Isso também é um apontamento interessante. Na altura, havia dezenas de minas em exploração em Portugal. E eu escrevi para todas elas, todas as que vinham no livro, postais do correio. Eu escrevi dezenas e dezenas, cerca de uma centena de postais, alguns perderam-se, nunca chegaram ao seu destinatário. Porque dizia apenas "Minas de Arouca" e esse não é o destinatário postal correto. De maneira que esses perderam-se. Mas o das Minas da Panasqueira chegou e eles mandaram-me exemplares de volframite, de cassiterite, de calcopirite, etc. E alguns compravam-se. Íamos a casas que vendiam minerais para fins pedagógicos, como a Tecnodidática.

13. O que é que o levou a enviar todos esses postais? Houve alguém que o incentivou?

Como é que começou a história dos postais? Não vos sei dizer. Não sei, mas eu acho que sim, que foi uma ideia minha. (sorrindo) A necessidade faz aguçar o engenho.

14. E é interessante que muitos responderam, não é?

Muitos responderam. Eu ainda tenho alguns exemplares conservados com bastante carinho na minha coleçãozinha. Eu tenho uma coleçãozinha que atualmente tem 2000 e tal exemplares.

15. E alguns são desses?

Alguns desses, talvez uma dúzia os que transitaram da coleção infantil, por assim dizer, que é como está referida na minha base de dados. Coleção infantil. 

"Eu era uma espécie de mascote (...) do Grupo de Mineralogia e Geologia (...) e eu adorava ir ao campo, não perdi nenhuma oportunidade"

16. Portanto, nessa altura tínhamos um Fernando Barriga que estava muito interessado na mineralogia. O que é que o fez dar o passo seguinte?

**Dados fornecidos**
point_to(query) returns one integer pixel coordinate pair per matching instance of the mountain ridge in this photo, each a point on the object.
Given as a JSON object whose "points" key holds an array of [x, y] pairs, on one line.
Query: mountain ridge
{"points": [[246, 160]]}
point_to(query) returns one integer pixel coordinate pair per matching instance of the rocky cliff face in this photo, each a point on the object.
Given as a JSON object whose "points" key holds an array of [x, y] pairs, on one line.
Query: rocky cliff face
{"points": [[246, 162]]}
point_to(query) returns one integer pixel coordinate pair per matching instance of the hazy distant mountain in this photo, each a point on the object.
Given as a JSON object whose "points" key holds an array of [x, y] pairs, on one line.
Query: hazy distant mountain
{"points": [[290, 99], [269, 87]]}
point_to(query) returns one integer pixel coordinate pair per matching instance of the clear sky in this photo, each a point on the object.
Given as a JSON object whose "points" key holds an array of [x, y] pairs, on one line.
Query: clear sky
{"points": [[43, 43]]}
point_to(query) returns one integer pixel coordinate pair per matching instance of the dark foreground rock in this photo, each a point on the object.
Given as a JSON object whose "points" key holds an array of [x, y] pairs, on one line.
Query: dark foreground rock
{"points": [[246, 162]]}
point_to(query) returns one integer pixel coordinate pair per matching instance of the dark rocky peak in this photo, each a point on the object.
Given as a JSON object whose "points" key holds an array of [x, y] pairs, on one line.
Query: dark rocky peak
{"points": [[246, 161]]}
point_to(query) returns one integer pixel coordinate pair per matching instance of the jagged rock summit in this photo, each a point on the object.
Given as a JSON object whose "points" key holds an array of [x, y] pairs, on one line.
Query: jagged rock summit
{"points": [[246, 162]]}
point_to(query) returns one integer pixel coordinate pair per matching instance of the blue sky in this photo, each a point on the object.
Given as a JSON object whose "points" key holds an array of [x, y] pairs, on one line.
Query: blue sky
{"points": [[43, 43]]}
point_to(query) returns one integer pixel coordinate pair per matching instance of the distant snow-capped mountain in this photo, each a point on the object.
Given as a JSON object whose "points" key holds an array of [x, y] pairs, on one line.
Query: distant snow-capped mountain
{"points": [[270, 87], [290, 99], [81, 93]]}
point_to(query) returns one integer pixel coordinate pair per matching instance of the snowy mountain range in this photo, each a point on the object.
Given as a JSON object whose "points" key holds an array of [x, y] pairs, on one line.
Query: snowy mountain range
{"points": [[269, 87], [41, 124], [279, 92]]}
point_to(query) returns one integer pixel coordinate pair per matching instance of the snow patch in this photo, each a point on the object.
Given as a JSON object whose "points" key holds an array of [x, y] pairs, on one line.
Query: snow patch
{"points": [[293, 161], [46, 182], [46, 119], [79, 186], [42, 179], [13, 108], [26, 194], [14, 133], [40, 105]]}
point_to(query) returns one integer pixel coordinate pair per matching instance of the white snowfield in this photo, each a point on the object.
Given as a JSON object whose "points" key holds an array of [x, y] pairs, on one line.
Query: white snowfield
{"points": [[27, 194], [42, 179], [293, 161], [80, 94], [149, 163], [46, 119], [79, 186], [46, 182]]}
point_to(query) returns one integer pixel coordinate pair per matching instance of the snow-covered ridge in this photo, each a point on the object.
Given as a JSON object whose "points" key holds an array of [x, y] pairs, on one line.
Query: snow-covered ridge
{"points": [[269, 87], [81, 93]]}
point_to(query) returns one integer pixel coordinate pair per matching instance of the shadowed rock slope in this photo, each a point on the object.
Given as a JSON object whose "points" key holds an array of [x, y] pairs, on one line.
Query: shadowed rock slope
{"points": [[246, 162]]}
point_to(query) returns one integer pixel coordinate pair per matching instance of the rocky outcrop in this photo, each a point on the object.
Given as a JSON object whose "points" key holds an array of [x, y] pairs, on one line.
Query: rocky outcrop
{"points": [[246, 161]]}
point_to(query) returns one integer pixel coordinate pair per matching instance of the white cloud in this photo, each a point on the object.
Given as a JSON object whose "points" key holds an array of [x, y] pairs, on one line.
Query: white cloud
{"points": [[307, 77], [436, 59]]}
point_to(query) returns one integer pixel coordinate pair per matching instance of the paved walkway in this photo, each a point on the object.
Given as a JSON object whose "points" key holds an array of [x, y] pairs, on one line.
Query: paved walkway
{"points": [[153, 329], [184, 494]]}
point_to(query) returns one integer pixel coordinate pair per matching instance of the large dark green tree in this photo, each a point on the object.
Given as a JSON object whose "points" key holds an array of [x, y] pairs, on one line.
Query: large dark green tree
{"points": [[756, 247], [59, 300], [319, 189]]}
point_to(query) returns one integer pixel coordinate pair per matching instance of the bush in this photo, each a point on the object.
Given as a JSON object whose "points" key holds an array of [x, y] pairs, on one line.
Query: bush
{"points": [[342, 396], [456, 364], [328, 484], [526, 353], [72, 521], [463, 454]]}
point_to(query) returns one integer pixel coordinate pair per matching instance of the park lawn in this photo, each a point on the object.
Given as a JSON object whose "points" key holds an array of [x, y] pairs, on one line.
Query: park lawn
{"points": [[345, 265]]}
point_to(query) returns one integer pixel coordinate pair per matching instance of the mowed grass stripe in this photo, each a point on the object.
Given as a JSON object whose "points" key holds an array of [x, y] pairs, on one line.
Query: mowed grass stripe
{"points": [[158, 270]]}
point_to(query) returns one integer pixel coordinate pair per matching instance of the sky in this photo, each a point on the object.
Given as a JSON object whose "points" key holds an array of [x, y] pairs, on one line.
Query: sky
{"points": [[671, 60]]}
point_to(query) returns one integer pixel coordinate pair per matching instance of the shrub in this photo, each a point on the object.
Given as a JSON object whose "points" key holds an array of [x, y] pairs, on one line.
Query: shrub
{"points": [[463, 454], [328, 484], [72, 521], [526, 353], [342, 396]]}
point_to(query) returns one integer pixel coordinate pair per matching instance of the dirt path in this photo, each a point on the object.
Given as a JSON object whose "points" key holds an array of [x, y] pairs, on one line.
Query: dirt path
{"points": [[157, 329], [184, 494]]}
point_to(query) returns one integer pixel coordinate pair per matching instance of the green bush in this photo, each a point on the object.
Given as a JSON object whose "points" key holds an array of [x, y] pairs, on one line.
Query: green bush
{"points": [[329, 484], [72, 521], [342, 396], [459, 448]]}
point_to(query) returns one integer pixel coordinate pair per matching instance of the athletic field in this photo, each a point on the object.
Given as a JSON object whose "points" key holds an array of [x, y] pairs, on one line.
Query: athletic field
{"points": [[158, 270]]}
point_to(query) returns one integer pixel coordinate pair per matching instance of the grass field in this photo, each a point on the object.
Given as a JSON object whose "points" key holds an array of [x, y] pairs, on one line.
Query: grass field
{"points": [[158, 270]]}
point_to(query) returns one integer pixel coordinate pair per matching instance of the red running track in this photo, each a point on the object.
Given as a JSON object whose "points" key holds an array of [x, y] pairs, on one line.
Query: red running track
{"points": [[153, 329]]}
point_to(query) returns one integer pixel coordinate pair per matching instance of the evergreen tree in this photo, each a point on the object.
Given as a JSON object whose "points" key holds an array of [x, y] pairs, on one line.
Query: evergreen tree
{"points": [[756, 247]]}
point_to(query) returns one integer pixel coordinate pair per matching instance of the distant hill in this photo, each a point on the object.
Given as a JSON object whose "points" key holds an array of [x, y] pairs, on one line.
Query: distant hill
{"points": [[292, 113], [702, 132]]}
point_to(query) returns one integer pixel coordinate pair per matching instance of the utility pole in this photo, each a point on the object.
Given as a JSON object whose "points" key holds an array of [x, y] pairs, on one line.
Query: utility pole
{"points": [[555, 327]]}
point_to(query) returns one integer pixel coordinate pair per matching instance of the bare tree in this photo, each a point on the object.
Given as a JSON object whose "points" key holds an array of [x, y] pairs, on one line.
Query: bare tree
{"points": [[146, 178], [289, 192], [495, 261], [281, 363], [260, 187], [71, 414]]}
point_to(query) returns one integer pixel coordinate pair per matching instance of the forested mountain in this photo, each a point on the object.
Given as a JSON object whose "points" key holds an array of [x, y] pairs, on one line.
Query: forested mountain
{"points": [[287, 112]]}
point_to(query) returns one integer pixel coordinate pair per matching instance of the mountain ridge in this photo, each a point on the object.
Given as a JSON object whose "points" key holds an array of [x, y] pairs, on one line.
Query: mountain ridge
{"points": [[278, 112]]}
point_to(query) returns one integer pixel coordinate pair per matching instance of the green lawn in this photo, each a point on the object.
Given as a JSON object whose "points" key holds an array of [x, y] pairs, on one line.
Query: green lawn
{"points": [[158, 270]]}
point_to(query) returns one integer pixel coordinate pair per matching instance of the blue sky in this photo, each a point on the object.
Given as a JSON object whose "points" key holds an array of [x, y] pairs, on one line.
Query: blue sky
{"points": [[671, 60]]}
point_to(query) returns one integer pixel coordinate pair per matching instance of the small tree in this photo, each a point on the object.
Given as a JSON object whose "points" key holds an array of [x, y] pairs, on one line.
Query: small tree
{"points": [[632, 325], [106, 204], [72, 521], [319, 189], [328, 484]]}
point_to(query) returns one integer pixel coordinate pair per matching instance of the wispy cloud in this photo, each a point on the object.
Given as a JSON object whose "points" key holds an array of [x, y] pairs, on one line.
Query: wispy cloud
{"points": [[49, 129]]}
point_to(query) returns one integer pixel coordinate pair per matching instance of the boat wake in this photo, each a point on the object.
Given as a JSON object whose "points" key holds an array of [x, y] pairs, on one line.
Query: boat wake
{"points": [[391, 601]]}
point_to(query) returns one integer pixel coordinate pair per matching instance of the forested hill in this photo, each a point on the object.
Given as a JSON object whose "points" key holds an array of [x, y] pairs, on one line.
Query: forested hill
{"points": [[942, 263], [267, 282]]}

**Objetivo do exercício**
Prossiga a entrevista sobre a coleção de minerais a partir do ponto em que termina. Os dados não têm qualquer papel neste exercício.

**Resposta pretendida**
Vim aqui visitar o Museu Nacional de História Natural [Lisboa], porque o meu pai ofereceu-me um livro. O meu pai era um bibliófilo inveterado. Comprava livros todos os dias, ou quase, para grande desespero da minha mãe, que não sabia onde é que havia de se por tanto livro. Além do custo, que também era significativo, porque eu sou de uma irmandade de oito. Sou o segundo mais velho. Tenho uma irmã mais velha. Mas um dos livros que ele comprou era o "Rochas e Minerais", numa tradução do francês. O tradutor tinha acrescentado no fim uma nota sobre os museus que se podiam visitar em Portugal, e um deles era o Museu Nacional de História Natural, na Rua da Escola Politécnica. E eu vim cá ter. Lá descobri o caminho, que eu morava no Restelo, ao pé da Algés, mas pus-me nas minhas tamanquinhas, nos elétricos e cá cheguei. Descobri que o museu estava fechado sempre, exceto às quintas-feiras à tarde, e era preciso tocar a campainha. Mas vim e fui acompanhado pelo senhor Joaquim Lopes, que era preparador e técnico, pai de um grande amigo meu hoje, o César Lopes, que me levou a passear pela coleção e eu ia vendo aquilo que queria. Mais tarde, quando já era aluno de Geologia, tive o privilégio de ver alguns desses exemplares na minha mão. Isto, antes do incêndio. Na minha mão, porquê? Porque tinha aulas com o professor Carlos Torre de Assunção, que na altura era o diretor do Museu. E ele, sabendo do nosso interesse pela mineralogia - havia dois fanáticos da mineralogia, eu e o atual professor José Munhá, que já está aposentado há uns anos, é a vida! – abriu-nos as portas das vitrinas e passou-nos alguns exemplares para a mão. Foi um privilégio. E outra coisa que me aconteceu foi eu tornar-me uma espécie de mascote do Grupo de Mineralogia e Geologia. Era uma espécie de mascote e eu adorava ir ao campo, não perdi nenhuma oportunidade de ir ao campo. Se havia lugar na viatura, eu ia. Fui inclusivamente a excursões de finalistas. Uma vez fui ao campo no jipe do museu, com o senhor Joaquim, que era o coletor condutor, com o professor Carlos Teixeira e com o professor Francisco Gonçalves. E aqui o Je.

17. Então, mas nessa altura teria uns 15 ou 16 anos, ainda não estava na universidade, pois não?

Não, ainda não estava na universidade. Foi qualquer coisa. Aconteceu, porque eu andava muito por aqui, já conhecia uma data de alunos que estudavam Geologia, estudantes de licenciatura, e eu pendurava-me naqueles grupos e eles já me conheciam das excursões.

18. E lembra-se onde foram, nessa primeira saída que foi com o professor Carlos Teixeira?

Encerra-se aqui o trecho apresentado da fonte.